Ennemis il n’y a point d’ennemis ! Un passage simple où l'on
s’adresse à nos ennemis en leur disant qu’il n’y a en a pas, d’ennemis. Message
d’amour, si on ne savait pas de qui il vient. Il n’y a pas d’ennemis, et si je
vous apostrophe comme ennemis c’est par laisser-aller et par amour des
paradoxes. Message d’amour, si on savait de qui il vient. Il n’y pas d’ennemis
parce qu’on n’a pas la force de haïr. On baigne dans la fadeur d’un amour universel.
Pas d’ennemis pour le fou, pas d’amis pour le sage mais pas d’amis pour le fou
non plus. Surtout pas d’amies. La femme n’est pas encore capable d’amitié.

Consigne 1: Transcrivez sans modification le passage du texte sur l'absence d'ennemis qui commence à « Ennemis il n’y » et se termine à « encore capable d’amitié. ».
Consigne 2: Reprenez le texte sur l'absence d'ennemis après sa dernière phrase et rédigez-en la suite.

Lignes de pointage d'objets nommés:
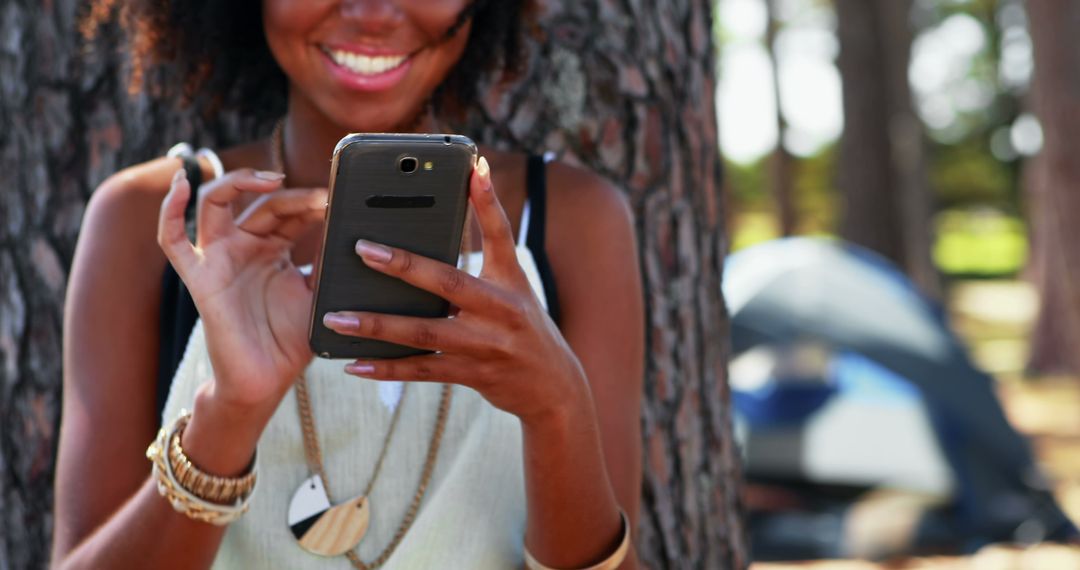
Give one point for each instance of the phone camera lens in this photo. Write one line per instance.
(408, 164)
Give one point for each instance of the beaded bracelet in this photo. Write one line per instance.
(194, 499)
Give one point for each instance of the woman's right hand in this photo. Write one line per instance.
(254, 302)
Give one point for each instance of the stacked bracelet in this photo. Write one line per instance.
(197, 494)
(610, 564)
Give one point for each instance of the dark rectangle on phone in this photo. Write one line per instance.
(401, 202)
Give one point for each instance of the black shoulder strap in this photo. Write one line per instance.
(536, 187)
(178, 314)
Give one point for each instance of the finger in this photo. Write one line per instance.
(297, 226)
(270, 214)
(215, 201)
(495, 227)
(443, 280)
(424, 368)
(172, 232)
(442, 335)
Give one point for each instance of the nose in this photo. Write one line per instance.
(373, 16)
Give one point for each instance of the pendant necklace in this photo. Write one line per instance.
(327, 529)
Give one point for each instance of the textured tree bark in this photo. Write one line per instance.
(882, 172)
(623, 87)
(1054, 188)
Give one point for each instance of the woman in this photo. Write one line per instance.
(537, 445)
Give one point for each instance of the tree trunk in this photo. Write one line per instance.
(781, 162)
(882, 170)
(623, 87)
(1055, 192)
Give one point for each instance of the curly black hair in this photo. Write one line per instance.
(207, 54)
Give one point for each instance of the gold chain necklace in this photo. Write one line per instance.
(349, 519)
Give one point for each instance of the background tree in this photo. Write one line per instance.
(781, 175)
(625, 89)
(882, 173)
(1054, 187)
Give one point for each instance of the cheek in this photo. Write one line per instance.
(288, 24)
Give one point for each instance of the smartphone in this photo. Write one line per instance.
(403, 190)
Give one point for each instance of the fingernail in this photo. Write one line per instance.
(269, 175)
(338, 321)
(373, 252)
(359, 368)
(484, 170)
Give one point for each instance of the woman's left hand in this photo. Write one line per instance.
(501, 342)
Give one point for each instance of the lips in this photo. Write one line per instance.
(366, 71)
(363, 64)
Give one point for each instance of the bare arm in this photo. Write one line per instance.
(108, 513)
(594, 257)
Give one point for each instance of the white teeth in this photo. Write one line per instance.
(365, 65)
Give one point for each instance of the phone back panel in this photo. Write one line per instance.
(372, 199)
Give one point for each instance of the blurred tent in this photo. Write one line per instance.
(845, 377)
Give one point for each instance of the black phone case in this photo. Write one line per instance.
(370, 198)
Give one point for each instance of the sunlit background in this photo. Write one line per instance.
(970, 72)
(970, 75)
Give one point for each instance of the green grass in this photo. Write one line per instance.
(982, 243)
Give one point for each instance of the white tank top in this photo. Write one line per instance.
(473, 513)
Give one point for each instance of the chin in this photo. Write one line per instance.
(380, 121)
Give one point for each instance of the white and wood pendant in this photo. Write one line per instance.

Réponse finale 1:
Ennemis il n’y a point d’ennemis ! Un passage simple où l'on
s’adresse à nos ennemis en leur disant qu’il n’y a en a pas, d’ennemis. Message
d’amour, si on ne savait pas de qui il vient. Il n’y a pas d’ennemis, et si je
vous apostrophe comme ennemis c’est par laisser-aller et par amour des
paradoxes. Message d’amour, si on savait de qui il vient. Il n’y pas d’ennemis
parce qu’on n’a pas la force de haïr. On baigne dans la fadeur d’un amour universel.
Pas d’ennemis pour le fou, pas d’amis pour le sage mais pas d’amis pour le fou
non plus. Surtout pas d’amies. La femme n’est pas encore capable d’amitié.

Réponse finale 2:
Les femmes sont encore des chattes et des oiseaux, ou dans le meilleur des cas
des vaches. Pas encore ? Pas encore, en 1883. Et en 1915 ? La
parole à Freud : je ne me suis octroyé ni chien ni chat, il me reste
encore assez d’éléments féminins à la maison. Femmes et animaux, encore.
Mais pourquoi pas encore, l’amitié ? Parce que dans l’amour de la femme
il y a de l’injustice et de l’aveuglement envers tout ce qu’elle n’aime pas. Parce
qu’elle mélange, combine, mêle, brouille… corps et âme, sentiments et volonté,
esprit et sexe — comme dira Louise à Freud, l’homme qui passa sa vie à délier
l’esprit du sexe, à faire et défaire des nœuds. Comme l’homme elle est un
masque. Dans l’homme véritable un enfant est caché, un enfant qui veut
jouer. Non, pas comme l’homme. Elle ne veut pas jouer, elle ne sait pas
jouir. Depuis des milliers d’années elle écrase ou elle est écrasée. Trop
longtemps un esclave et un tyran se sont cachés dans la femme. C’est pourquoi
la femme n’est pas encore capable d’amitié : elle ne connaît que l’amour.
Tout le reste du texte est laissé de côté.